Academic Misconduct


Academic institutions exist for the transmission of knowledge, the pursuit of truth, the development of students and the general well-being of society. Free inquiry and free expression are indispensable to the attainment of these goals. As members of the academic community, students are encouraged to develop the capacity for critical judgment and to engage in a sustained and independent search for truth. Freedom to teach and freedom to learn are inseparable tenets of academic freedom. The freedom to learn depends upon appropriate opportunities and conditions in the classroom, on the campus and in the larger community. Students should exercise their freedom with responsibility.

The responsibility to secure and to respect general conditions conducive to the freedom to learn is shared by all members of the academic community. The University has a duty to develop policies and procedures that provide and safeguard this freedom. Such policies and procedures should be developed within the framework of general standards with the broadest possible participation of the members of the academic community. The essential provisions for student freedom to learn include:

Freedom of access to higher education

While the University has the right and responsibility to set admissions policies based on the characteristics and expectations of the students it considers relevant to success in the institutional program, no student will be barred from admission on the basis of race, creed, sex, handicap, religion, ancestry or national origin. Thus, within the limits of its facilities, the University is open to all students who are qualified according to its admissions standards.

[Object detection data]
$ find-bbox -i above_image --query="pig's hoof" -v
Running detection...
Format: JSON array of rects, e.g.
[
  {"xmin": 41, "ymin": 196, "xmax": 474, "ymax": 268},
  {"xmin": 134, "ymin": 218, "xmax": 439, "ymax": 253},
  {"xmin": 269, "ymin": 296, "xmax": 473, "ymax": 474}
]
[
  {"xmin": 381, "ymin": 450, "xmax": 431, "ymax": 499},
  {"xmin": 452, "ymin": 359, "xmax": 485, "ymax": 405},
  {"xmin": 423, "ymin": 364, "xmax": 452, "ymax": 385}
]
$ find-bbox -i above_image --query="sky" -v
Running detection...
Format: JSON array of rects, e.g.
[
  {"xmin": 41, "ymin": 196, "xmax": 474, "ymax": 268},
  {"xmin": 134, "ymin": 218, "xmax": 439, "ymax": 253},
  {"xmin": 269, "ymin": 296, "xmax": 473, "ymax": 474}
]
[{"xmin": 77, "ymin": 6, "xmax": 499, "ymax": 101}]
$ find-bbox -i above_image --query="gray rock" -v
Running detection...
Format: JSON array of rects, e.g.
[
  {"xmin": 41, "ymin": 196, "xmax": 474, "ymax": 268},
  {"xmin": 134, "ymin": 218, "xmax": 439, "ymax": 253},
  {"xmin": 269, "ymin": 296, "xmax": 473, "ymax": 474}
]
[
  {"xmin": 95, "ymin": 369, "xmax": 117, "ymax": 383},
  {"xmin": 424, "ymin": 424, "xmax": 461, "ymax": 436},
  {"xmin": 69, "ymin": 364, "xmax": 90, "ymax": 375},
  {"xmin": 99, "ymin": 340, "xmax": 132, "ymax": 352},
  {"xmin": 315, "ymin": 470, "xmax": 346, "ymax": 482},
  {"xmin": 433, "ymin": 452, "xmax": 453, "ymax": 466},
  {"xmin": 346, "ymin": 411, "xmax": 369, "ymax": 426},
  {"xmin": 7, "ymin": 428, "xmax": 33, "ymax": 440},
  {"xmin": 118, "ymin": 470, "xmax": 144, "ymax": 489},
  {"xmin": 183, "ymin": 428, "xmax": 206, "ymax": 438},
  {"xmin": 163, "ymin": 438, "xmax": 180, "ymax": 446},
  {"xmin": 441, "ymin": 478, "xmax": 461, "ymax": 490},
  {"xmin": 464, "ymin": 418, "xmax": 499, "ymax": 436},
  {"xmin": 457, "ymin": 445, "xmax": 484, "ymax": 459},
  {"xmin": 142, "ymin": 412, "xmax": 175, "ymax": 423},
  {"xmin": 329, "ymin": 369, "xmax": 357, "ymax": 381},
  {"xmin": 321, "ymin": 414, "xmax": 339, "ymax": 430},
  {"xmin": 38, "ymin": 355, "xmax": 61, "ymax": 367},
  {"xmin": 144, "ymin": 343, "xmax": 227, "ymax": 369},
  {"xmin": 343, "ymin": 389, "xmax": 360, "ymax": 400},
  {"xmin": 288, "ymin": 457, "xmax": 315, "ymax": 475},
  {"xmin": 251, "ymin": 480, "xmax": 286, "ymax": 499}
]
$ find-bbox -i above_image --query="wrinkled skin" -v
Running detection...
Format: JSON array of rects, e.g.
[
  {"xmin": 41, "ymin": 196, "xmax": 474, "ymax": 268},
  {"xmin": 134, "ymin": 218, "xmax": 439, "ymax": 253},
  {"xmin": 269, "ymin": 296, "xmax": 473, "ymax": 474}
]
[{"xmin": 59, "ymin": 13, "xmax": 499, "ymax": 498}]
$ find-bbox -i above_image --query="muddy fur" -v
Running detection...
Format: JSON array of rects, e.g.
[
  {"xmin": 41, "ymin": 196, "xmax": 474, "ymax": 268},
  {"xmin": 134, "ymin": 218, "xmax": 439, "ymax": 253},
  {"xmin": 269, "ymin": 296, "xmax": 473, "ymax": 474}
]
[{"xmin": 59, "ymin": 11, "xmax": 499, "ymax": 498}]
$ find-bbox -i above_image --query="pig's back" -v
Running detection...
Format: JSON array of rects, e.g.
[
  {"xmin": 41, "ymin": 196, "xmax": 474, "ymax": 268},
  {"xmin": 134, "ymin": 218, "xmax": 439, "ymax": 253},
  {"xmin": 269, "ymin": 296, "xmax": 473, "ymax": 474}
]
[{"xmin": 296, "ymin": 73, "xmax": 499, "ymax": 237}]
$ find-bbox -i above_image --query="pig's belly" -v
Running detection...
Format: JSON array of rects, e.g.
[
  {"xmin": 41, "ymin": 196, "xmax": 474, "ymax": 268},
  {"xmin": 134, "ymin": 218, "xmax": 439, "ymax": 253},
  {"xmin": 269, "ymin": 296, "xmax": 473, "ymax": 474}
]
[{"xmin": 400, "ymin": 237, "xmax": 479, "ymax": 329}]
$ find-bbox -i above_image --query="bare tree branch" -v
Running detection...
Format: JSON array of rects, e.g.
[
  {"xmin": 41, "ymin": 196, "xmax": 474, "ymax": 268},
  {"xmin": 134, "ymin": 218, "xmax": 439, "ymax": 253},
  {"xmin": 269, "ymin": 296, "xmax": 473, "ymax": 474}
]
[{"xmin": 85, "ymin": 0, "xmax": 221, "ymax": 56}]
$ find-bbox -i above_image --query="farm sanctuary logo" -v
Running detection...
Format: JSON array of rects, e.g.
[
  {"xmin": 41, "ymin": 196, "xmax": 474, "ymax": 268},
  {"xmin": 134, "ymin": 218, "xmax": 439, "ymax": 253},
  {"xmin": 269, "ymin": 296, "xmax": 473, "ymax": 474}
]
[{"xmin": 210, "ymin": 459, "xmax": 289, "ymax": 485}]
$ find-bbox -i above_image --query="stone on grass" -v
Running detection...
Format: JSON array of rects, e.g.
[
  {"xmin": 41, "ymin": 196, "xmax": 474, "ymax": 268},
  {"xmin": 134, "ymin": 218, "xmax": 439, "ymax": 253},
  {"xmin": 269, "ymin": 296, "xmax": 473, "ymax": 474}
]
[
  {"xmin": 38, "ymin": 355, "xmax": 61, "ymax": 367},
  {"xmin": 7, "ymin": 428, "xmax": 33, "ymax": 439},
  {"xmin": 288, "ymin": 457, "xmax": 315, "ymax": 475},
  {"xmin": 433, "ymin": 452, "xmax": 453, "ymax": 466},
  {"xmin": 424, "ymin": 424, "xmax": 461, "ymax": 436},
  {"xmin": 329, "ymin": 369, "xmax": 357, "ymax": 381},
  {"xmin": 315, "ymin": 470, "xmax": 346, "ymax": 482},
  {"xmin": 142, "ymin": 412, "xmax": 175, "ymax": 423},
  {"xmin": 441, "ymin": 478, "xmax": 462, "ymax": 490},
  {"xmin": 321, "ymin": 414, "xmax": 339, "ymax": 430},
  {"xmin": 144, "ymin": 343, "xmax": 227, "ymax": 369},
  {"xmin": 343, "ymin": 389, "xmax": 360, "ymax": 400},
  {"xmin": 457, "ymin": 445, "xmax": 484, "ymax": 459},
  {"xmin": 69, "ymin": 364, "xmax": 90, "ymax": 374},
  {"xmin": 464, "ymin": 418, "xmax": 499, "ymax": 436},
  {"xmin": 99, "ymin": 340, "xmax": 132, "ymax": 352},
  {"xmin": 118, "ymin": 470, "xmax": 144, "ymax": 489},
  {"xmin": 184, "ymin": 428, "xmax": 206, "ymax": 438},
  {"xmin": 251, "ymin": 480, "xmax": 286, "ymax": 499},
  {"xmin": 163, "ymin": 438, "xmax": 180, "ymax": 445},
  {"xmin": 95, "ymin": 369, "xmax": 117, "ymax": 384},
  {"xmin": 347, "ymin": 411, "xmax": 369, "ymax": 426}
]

BRIEF 1:
Answer these questions about the academic misconduct statement:
(a) Which two freedoms does it call inseparable tenets of academic freedom?
(b) Who shares the responsibility to secure conditions that support the freedom to learn?
(c) On what grounds will no student be barred from admission?
BRIEF 2:
Write the next part of the academic misconduct statement, picking up right after its final sentence.

RESPONSE 1:
(a) Freedom to teach and freedom to learn.
(b) All members of the academic community.
(c) Race, creed, sex, handicap, religion, ancestry or national origin.

RESPONSE 2:
Freedom in the classroom

The professor in the classroom and in conference should encourage free discussion, inquiry and expression. Student performance should be evaluated solely on an academic basis, not on opinions or conduct in matters unrelated to academic standards.

Protection of freedom of expression

Students should be free to take reasoned exception to the data or views offered in any course of study and to reserve judgment about matters of opinion. They are nonetheless responsible for learning the content of any course of study for which they are enrolled.

Protection against improper academic evaluation

Students should have protection through orderly procedures against prejudiced or capricious academic evaluation. At the same time, they are responsible for maintaining standards of academic performance established for each course in which they are enrolled.

Protection against improper disclosure

Information about student views, beliefs and political associations which professors acquire in the course of their work as instructors, advisors and counselors should be considered confidential. Protection against improper disclosure is a serious professional obligation. Judgments of ability and character may be provided under appropriate circumstances, normally with the knowledge and consent of the student.

English Proficiency

The University has established procedures to certify that all classroom activities are conducted by individuals with sufficient proficiency in spoken and written English. Student complaints concerning the English proficiency of an individual with classroom responsibilities should follow grievance procedures.

Students on Bench

Honor Court

Allegations and Reporting

Whether decided by a faculty-student conference or an honor court hearing, any allegation of academic misconduct requires a preponderance of evidence demonstrating the student’s responsibility in committing academic misconduct in order for sanctions to be applied. The burden of proof shall be on the faculty member making the allegation.

Pre-Reporting Intervention

A faculty member who suspects an infraction of the Academic Code must first inform the student of their suspicions and offer the student an opportunity to respond.

  • Within five calendar days of observing the suspected infraction, the faculty member must notify the student. This notification must include a description of the alleged infraction (including a reference to the specific policy in question), a summary of any evidence, a statement of penalties to be imposed or recommended if the student is found to be responsible for the infraction, and a request for a one-on-one conference to discuss the matter. See template letter of notification.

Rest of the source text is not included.